## START Records shown

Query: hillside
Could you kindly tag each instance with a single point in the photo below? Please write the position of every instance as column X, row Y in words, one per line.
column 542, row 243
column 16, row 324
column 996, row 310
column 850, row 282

## END Records shown

Exercise goal
Could you copy all of the items above, reproducing each line word for word?

Task answer
Query: hillside
Could you kindly tag each instance with a single point in the photo below? Please write the position of every instance as column X, row Y in words, one per line.
column 542, row 243
column 16, row 324
column 996, row 310
column 850, row 282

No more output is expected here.